▶ [PASSAGE TO READ]:
^^^^^^^^

The Travel Industry's Daily Agenda-Setting Newsletter
August 2, 2018
Editor's Note
We wonder how Hilton CEO Chris Nassetta was feeling on Wednesday after his rival Hyatt Hotels reported earnings. Hilton has been the lone holdout among the big chains from dabbling in homesharing as a way to win back some ground against Airbnb. Hyatt, on the other hand, is dabbling, and paid the price in the most recent quarter. It reported Wednesday it was taking a $22 million impairment charge on its investment in private accommodations provider Oasis. Hyatt said it under-performed and was not that great of a fit so far.

^^^^^^^^

▶ [DATA]:
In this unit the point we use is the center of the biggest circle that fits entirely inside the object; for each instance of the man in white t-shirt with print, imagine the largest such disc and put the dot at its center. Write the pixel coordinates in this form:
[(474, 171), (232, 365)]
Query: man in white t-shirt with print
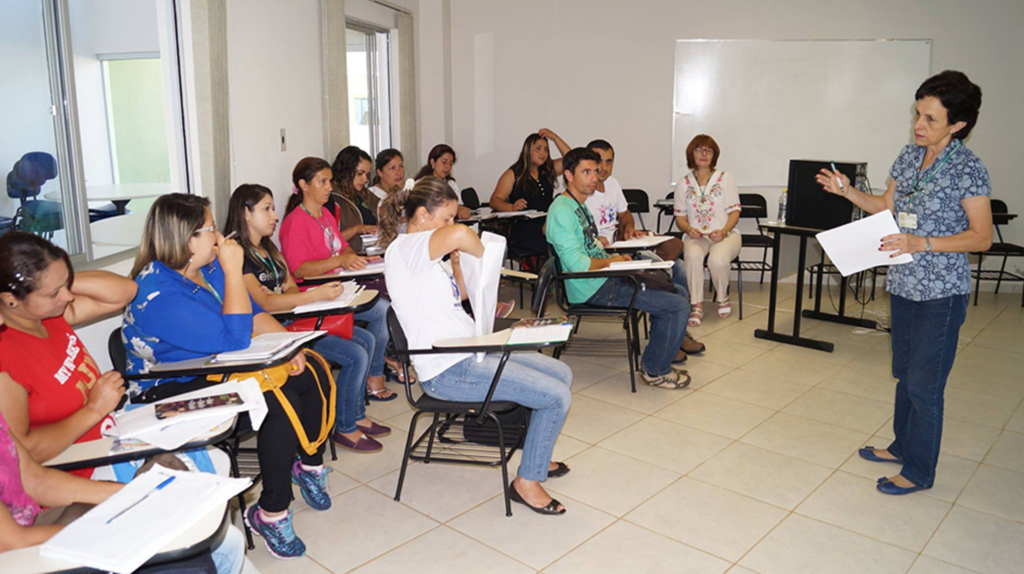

^^^^^^^^

▶ [PROMPT 1]:
Copy the Hyatt earnings note from "The Travel Industry's" to "fit so far." word for word.
▶ [PROMPT 2]:
Continue the Hyatt earnings note from the point where it ends.
You won't need the lines for anything here.

▶ [ANSWER SECTION 1]:
The Travel Industry's Daily Agenda-Setting Newsletter
August 2, 2018
Editor's Note
We wonder how Hilton CEO Chris Nassetta was feeling on Wednesday after his rival Hyatt Hotels reported earnings. Hilton has been the lone holdout among the big chains from dabbling in homesharing as a way to win back some ground against Airbnb. Hyatt, on the other hand, is dabbling, and paid the price in the most recent quarter. It reported Wednesday it was taking a $22 million impairment charge on its investment in private accommodations provider Oasis. Hyatt said it under-performed and was not that great of a fit so far.

▶ [ANSWER SECTION 2]:
That news follows AccorHotels' disclosure last week it would take a $288 million write-off on investments that included Onefinestay. So it turns out homesharing may not be as easy it looked to the hotel giants a year ago, writes Senior Hospitality Editor Deanna Ting below. It's early days, of course, and Airbnb isn't doing itself any favors in its skirmishes with cities. But that brings us back to Hilton's Nassetta. He hasn't ruled out jumping in, but he told investors back in April he's fully aware how different the business is from his own. Based on the heavy impairment charges of the past two weeks, it sure looks like the Hilton chief executive's restraint is the smarter move at this point.